Direction:
Set the listing down again in full, word for word, with the pictures left out.

Extracted data:
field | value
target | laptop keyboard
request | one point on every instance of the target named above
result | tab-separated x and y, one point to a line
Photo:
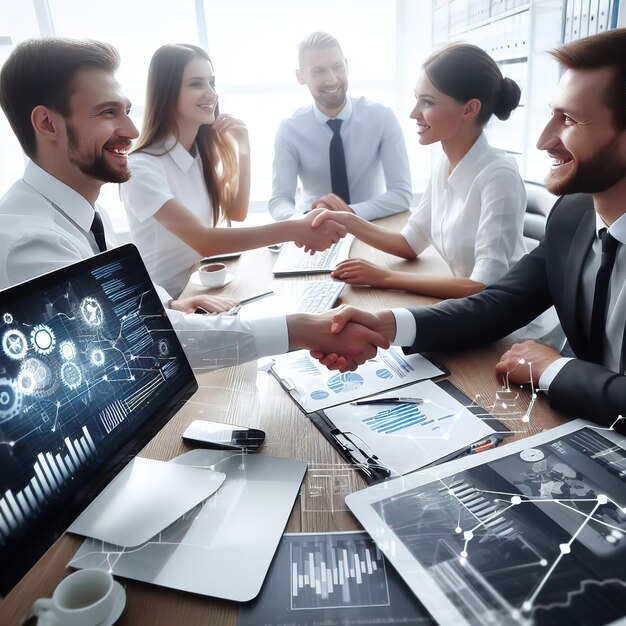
319	296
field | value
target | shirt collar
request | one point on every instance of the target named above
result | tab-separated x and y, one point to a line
464	174
75	206
179	155
617	228
345	114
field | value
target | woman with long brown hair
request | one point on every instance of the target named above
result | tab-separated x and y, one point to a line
191	171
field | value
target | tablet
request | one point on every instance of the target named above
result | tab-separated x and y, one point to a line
533	532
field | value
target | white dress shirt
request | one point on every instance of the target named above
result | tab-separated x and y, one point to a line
406	330
474	216
379	177
164	173
44	225
616	308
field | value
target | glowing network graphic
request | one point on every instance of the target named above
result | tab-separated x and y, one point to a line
67	350
14	344
71	375
42	339
97	357
10	400
92	311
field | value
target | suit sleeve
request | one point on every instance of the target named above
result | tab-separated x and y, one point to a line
395	162
515	300
590	391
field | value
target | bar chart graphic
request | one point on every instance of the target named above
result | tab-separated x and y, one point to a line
343	572
305	366
51	472
401	417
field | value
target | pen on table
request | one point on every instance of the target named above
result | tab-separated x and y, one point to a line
388	401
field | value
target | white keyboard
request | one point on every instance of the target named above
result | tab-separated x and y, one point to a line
319	296
293	260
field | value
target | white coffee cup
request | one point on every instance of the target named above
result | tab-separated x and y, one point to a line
84	598
213	275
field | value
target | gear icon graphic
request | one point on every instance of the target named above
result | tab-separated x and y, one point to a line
97	357
43	339
71	375
14	344
45	381
67	350
92	311
26	382
10	400
163	347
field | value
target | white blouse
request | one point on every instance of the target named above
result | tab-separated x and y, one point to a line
473	217
157	178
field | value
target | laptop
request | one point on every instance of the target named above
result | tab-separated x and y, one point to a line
294	261
90	371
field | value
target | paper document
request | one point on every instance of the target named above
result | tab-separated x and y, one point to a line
314	387
406	437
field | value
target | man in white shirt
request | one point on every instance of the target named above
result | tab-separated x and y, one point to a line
376	163
579	266
66	108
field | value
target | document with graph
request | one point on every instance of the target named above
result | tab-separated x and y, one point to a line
404	436
532	533
332	579
313	387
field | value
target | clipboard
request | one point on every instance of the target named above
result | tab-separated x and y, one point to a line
356	452
312	388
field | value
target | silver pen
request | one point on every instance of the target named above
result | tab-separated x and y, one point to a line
388	401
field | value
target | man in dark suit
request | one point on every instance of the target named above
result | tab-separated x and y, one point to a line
577	267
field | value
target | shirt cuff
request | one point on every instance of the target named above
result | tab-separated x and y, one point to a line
406	328
271	335
551	372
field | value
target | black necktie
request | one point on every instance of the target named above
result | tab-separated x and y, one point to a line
97	230
338	174
598	312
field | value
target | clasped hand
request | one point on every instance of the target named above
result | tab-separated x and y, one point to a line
314	239
355	335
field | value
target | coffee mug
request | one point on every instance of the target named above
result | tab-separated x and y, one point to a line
84	598
213	275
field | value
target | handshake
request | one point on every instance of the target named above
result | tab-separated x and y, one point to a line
342	338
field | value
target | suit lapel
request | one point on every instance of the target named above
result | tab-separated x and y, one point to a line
579	247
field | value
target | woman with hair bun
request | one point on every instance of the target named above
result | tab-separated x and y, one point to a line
472	211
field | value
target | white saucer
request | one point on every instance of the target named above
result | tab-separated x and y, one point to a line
118	605
195	279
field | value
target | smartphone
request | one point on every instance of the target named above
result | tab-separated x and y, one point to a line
224	436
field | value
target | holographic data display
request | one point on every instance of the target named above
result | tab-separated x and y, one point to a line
89	367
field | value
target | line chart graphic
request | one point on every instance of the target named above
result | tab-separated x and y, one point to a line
536	537
83	363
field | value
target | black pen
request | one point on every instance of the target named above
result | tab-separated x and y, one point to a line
388	401
245	301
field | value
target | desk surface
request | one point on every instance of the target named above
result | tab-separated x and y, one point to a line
242	395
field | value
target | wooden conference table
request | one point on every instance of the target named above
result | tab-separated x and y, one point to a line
246	396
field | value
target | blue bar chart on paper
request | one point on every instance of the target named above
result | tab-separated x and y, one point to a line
402	417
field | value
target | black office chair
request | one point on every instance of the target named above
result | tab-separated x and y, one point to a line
538	205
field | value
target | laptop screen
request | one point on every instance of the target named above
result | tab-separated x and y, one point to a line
90	370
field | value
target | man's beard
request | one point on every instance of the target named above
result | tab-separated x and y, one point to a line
332	102
592	176
99	168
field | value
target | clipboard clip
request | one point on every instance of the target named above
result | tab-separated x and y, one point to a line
359	453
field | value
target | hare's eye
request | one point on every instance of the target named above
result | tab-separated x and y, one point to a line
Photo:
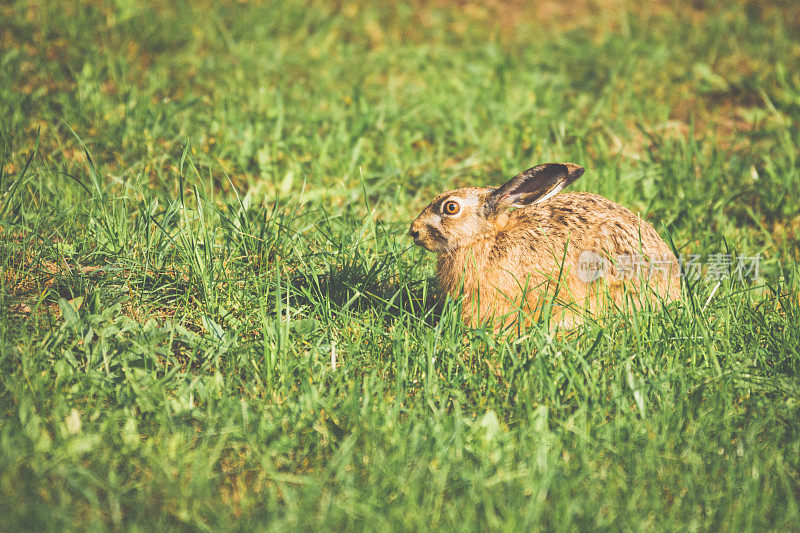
451	208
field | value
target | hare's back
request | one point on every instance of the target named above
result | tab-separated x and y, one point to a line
591	222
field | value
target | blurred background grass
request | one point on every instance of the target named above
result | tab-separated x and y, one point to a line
204	207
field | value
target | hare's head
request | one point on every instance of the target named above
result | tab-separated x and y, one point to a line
460	217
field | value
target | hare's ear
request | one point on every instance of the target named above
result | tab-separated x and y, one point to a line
535	185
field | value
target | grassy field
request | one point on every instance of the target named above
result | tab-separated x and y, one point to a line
212	317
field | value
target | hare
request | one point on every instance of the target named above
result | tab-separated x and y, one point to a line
523	248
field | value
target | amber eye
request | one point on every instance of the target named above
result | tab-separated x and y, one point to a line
451	208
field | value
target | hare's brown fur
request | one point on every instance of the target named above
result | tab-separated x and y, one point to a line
506	260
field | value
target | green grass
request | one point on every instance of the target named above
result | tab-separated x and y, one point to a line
204	207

Reply to the task:
field | value
target | laptop keyboard
request | one point on every instance of the target named above
result | tab-separated x and y, one point to a line
Photo:
319	296
field | value
target | shirt collar
request | one point on every instance of the target named above
result | tab-separated x and y, one point to a line
464	174
75	206
179	155
617	228
345	114
field | value
target | woman with long brown hair
request | one point on every instance of the target named above
result | tab-separated x and y, one point to a line
191	171
field | value
target | tablet
request | one point on every instance of the target named above
result | tab-separated x and y, one point to a line
533	532
field | value
target | white dress shirt
request | one point on every instance of the target named above
result | tab-separated x and y, one point to a line
406	330
474	216
379	177
164	173
44	225
616	308
field | value
target | glowing network graphic
request | one point on every instance of the target named above
result | tab-separated x and y, one point to a line
67	350
14	344
71	375
42	339
97	357
10	400
92	311
field | value
target | suit sleeve
request | one point on every instance of the target named above
result | tab-separated x and y, one point to a line
395	162
515	300
590	391
field | value
target | bar chart graphic
request | one point on every instance of the target named above
result | tab-separated x and y, one point to a line
343	572
305	366
51	472
401	417
field | value
target | pen on table
request | one point on every instance of the target named above
result | tab-separated x and y, one point to a line
388	401
field | value
target | white keyboard
request | one point on every instance of the target named above
result | tab-separated x and y, one point to a line
319	296
293	260
field | value
target | white coffee cup
request | one point on every instance of the target named above
result | tab-separated x and y, one point to a line
84	598
213	275
field | value
target | gear icon graphic
request | one point on every instance of the target named above
result | tab-separated x and y, one point to a line
97	357
43	339
71	375
14	344
45	381
67	350
92	311
26	382
10	400
163	347
field | value
target | white blouse
request | one point on every instance of the target named above
result | tab-separated x and y, one point to a line
473	217
157	178
field | value
target | laptop
request | one point on every instance of the target named above
result | tab-separated x and y, one point to a line
294	261
90	371
field | value
target | paper document
request | one point on every instance of the target named above
result | tab-separated x and y, one point to a line
314	387
406	437
field | value
target | man in white shirt
request | one point on every instance of the target named above
result | tab-separated x and y, one point to a line
376	163
579	266
66	108
field | value
target | document with graph
request | one point on every instance of the target named above
result | tab-separated x and y, one point to a line
404	436
532	533
332	579
313	387
field | value
target | clipboard
request | one point on every instance of the target named above
result | tab-separated x and y, one point to a line
356	452
312	388
field | value
target | silver pen
request | one point on every instance of the target named above
result | tab-separated x and y, one point to a line
388	401
field | value
target | man in dark suit
request | one point on every instance of the target named above
result | tab-separated x and y, one point to a line
577	267
field | value
target | shirt cuff
request | one point on every instance of the target named above
result | tab-separated x and y, one point to a line
406	328
271	335
551	372
field | value
target | black necktie
request | one point on every instance of the target named above
result | tab-separated x and y, one point to a line
97	230
338	174
598	312
field | value
target | clasped hand
request | one point on every instance of the target named above
result | tab-separated x and y, one point to a line
314	239
355	335
field | value
target | coffee mug
request | one point on every instance of the target named above
result | tab-separated x and y, one point to a line
84	598
213	275
field | value
target | handshake
request | one point on every instance of the target named above
result | tab-separated x and y, one point to a line
342	338
field | value
target | suit lapel
request | one point on every instance of the target named above
result | tab-separated x and y, one point to a line
579	247
field | value
target | woman with hair bun
request | one point on every instance of the target named above
result | tab-separated x and y, one point to a line
472	211
field | value
target | white saucer
request | one point on every instance of the target named above
result | tab-separated x and y, one point to a line
118	605
195	279
field | value
target | smartphone
request | one point on every instance of the target named above
result | tab-separated x and y, one point to a line
224	436
field | value
target | holographic data display
request | one point on every instance of the target named above
result | tab-separated x and y, one point to a line
89	367
field | value
target | line chart graphic
request | one point on every instance of the target named above
result | tab-separated x and y, one point to a line
536	537
83	363
field | value
target | black pen
request | one point on every instance of the target named above
result | tab-separated x and y, one point to a line
388	401
245	301
field | value
target | desk surface
request | one point on every instance of the target named above
result | tab-separated x and y, one point to a line
242	395
field | value
target | wooden conference table
request | one point on every instance of the target named above
result | tab-separated x and y, one point to a line
246	396
field | value
target | blue bar chart on paper
request | one point on every instance of the target named above
result | tab-separated x and y, one point to a line
402	417
field | value
target | black office chair
request | one point on every instance of the target named above
result | tab-separated x and y, one point to a line
538	205
field | value
target | laptop screen
request | one point on every instance of the target named above
result | tab-separated x and y, one point to a line
90	370
field | value
target | man's beard
request | one point on every instance of the target named above
result | tab-separated x and y, one point to a line
332	102
592	176
99	168
field | value
target | clipboard clip
request | one point on every instance of the target named above
result | tab-separated x and y, one point to a line
359	453
field | value
target | hare's eye
request | one point on every instance of the target named above
result | tab-separated x and y, one point to a line
Photo:
451	208
field | value
target | hare's back
request | one point on every instance of the target named above
result | tab-separated x and y, one point to a line
591	222
field | value
target | blurred background grass
request | one point on every instance of the target named above
result | tab-separated x and y, one point to a line
204	207
field | value
target | hare's head
request | one point on every instance of the target named above
result | tab-separated x and y, one point to a line
460	217
field | value
target | hare's ear
request | one point on every instance of the target named above
result | tab-separated x and y, one point to a line
535	185
field | value
target | grassy field
request | one point on every instance of the target named above
result | tab-separated x and y, one point to a line
212	317
field | value
target | hare
request | one point on every instance of the target named above
result | tab-separated x and y, one point to a line
523	248
field | value
target | amber eye
request | one point on every instance of the target named above
result | tab-separated x and y, one point to a line
451	208
field | value
target | hare's brown fur
request | one point on every instance of the target named above
result | tab-separated x and y, one point to a line
506	260
field | value
target | green grass
request | one point on every instance of the target named above
result | tab-separated x and y, one point to a line
204	207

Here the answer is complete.